Data rows:
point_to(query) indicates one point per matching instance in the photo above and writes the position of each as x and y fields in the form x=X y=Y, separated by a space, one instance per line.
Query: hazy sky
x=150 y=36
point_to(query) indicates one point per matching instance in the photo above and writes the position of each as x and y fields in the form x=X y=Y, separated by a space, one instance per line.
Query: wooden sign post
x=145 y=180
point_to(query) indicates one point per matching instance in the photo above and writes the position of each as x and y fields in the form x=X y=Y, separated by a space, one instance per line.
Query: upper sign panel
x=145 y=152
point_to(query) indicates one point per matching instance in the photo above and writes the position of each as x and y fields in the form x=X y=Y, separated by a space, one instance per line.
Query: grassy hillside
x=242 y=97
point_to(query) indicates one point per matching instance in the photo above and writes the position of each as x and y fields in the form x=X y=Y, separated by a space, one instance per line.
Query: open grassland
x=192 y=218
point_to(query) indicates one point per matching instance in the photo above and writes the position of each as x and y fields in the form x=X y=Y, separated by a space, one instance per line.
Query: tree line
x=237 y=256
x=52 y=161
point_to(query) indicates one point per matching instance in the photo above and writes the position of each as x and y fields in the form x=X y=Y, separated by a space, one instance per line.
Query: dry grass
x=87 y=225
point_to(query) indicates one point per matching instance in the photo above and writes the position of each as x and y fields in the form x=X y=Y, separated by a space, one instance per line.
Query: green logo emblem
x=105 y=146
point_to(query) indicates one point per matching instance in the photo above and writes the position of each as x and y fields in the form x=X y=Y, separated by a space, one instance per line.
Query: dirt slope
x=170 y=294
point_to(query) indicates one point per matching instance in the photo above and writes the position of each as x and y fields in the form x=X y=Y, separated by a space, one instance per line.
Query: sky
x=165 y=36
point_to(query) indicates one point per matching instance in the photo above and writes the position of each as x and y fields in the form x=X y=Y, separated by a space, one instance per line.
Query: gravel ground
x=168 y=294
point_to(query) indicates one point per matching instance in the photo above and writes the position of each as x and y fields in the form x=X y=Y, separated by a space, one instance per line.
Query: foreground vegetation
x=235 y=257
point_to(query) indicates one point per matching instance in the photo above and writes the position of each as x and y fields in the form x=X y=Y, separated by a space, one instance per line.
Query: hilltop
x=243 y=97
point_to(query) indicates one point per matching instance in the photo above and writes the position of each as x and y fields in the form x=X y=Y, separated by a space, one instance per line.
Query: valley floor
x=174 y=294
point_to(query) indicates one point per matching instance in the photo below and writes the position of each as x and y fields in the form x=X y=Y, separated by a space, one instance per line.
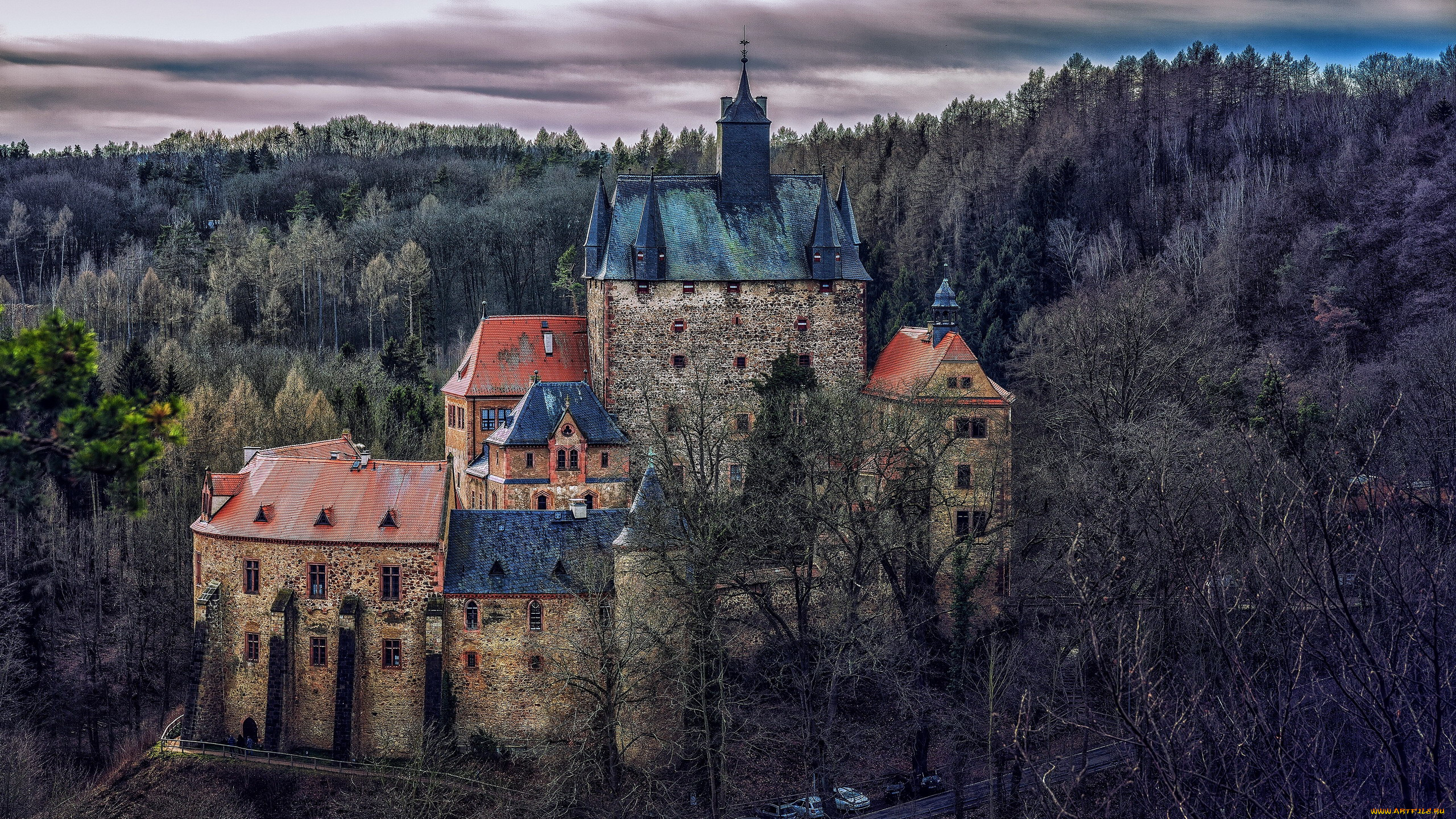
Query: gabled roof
x=541 y=410
x=297 y=490
x=506 y=350
x=528 y=544
x=708 y=241
x=908 y=363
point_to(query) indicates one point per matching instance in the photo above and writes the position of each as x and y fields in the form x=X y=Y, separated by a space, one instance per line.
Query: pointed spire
x=825 y=242
x=846 y=213
x=650 y=248
x=944 y=312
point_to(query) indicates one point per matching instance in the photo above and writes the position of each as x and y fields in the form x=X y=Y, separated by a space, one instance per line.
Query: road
x=981 y=793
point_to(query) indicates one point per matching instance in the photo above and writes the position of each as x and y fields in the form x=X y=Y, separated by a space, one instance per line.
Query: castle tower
x=704 y=280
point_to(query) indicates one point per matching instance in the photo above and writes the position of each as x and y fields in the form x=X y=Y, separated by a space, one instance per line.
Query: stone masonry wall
x=503 y=696
x=632 y=340
x=389 y=701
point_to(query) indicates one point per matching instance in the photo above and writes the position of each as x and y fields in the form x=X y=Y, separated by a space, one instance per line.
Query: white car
x=851 y=799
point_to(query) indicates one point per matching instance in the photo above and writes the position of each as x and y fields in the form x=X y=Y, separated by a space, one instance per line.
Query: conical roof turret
x=846 y=213
x=825 y=242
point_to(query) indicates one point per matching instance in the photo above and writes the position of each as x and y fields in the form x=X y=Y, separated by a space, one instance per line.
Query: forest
x=1221 y=286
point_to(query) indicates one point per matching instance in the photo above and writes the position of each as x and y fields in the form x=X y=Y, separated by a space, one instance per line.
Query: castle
x=347 y=602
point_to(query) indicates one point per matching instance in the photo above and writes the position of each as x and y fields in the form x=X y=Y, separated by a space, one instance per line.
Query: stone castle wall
x=632 y=340
x=388 y=713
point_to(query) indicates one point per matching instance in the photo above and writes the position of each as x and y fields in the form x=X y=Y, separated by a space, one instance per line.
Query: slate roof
x=297 y=489
x=507 y=350
x=708 y=241
x=528 y=544
x=908 y=363
x=541 y=410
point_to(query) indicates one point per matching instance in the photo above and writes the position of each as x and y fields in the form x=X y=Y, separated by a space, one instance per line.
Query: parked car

Objective: Write out every one of the rows above verbatim, with the images omitted from your answer.

Answer:
point_to(query) indicates one point per matching instance in the photo above and writes the position of each as x and y fields in the form x=X y=Y, separated by a space, one instance per line.
Query: hazy sky
x=150 y=36
point_to(query) indicates one point per matching instance in the photo above and writes the position of each as x and y fields in the form x=X y=Y, separated by a space, one instance per line.
Query: wooden sign post
x=145 y=180
point_to(query) indicates one point per matching instance in the photo above and writes the position of each as x and y fields in the form x=X y=Y, separated by a space, one instance per line.
Query: upper sign panel
x=145 y=152
point_to(query) indicates one point per matching instance in the photo above and writes the position of each as x and y fields in the form x=X y=Y, separated by a space, one instance per line.
Query: grassy hillside
x=242 y=97
point_to(query) indicates one point per matching instance in the photo above and writes the position of each as x and y fields in the form x=X y=Y, separated by a space, one instance per line.
Query: open grassland
x=192 y=218
point_to(query) indicates one point per matching instance in the photo above and writes the position of each as x and y fields in the form x=X y=Y, separated by a space, one instance per line.
Query: tree line
x=237 y=256
x=52 y=161
point_to(query) indicates one point per matching instance in the photo above and writes the position of each as x and y fields in the form x=X y=Y, separated by a space, one instance per line.
Query: dry grass
x=87 y=225
point_to(query) indicates one point per matching instance in the photo above and writes the position of each as x and y fields in the form x=X y=Y, separated by a space, one instance per line.
Query: green logo emblem
x=105 y=146
point_to(query) indicates one point per matching instance in the photo above and writes the position of each as x and y fields in the form x=X y=Y, separated by a space, one instance per line.
Query: dirt slope
x=170 y=294
point_to(query) indicates one point per matching instance in the photo above and writes the position of each as x and y fields in the form x=X y=Y, separated by a space, one instance per line.
Query: sky
x=165 y=36
point_to(query) indicates one point per matching instance in the photo above and writes the position of each as x and y fields in the form x=X y=Y, separated by a space, one instance per line.
Query: gravel ground
x=168 y=294
point_to(query) indicates one point per matching instance in the photo above and writes the position of each as x and y fields in the form x=X y=Y, separated by a space, one instance per line.
Query: foreground vegetation
x=235 y=257
point_to(query) indicates one point per matching instance in the photo above and writes the position of each as x and y fields in the form x=X y=Y, separated by a space, one instance per line.
Query: hilltop
x=243 y=97
point_to(query) indicates one point per matching instance in the photo above and writes the position of each as x and y fields in the form x=X y=Y, separated by a space, one instance per line.
Query: valley floor
x=174 y=294
point_to(query) indicates one point per matching instance in the photo below and writes the position of each as x and y fields in the form x=X y=Y, separated by a space, one instance per line.
Query: gabled roof
x=541 y=410
x=297 y=490
x=506 y=350
x=528 y=544
x=708 y=241
x=908 y=363
point_to(query) indicates one point per matching instance in the photo above and writes the position of each as x and y fields in the form x=X y=Y, separated by a space, one instance per line.
Query: pointed spire
x=825 y=242
x=846 y=213
x=650 y=248
x=944 y=312
point_to(query) indicates one point per matching instance in the photo above and writes the position of each as x and y fields in the form x=X y=Y, separated by a space, one instance per line.
Query: road
x=981 y=793
point_to(query) indicates one point per matching instance in the photo above and writes the position of each as x and y fields in the form x=X y=Y, separated by a space, one instance per line.
Query: castle tower
x=704 y=280
point_to(query) indicates one point per matching instance in the photo above and writes the position of each as x and y fields in the form x=X y=Y, separated by a space, one instance per line.
Query: stone masonry wall
x=503 y=696
x=632 y=340
x=389 y=701
point_to(query) indicates one point per matching instance in the photo above and writes the position of each as x and y fields in the form x=X y=Y, separated by a space, one instance per line.
Query: white car
x=851 y=799
point_to(query) indicates one point per matching instance in the photo above and writes the position of each as x and y fields in the form x=X y=Y, separated by a space, one instance per line.
Query: conical roof turret
x=846 y=213
x=825 y=242
point_to(query) indicates one point per matching instance in the photo above and writes the position of each as x and y fields in the form x=X y=Y, separated by a space, one instance per line.
Query: forest
x=1221 y=286
point_to(query) indicates one point per matching instance in the photo above and writes the position of each as x and y fields in the form x=X y=Y, separated by a space, one instance per line.
Query: castle
x=347 y=602
point_to(query) indicates one point per matching instance in the photo above and writes the position of each as x and y fields in the form x=X y=Y, separated by a space, one instance per line.
Query: stone castle wall
x=632 y=340
x=388 y=713
point_to(query) indicates one point per matching instance in the photo above and writes the position of each as x and y fields in the form x=X y=Y, separated by a space, one instance per line.
Query: slate roof
x=297 y=489
x=507 y=350
x=708 y=241
x=528 y=544
x=908 y=363
x=541 y=410
point_to(query) indicates one point per matching instance in the photo above and writes the position of each as x and y fields in the form x=X y=Y, separated by a space, one instance per line.
Query: parked car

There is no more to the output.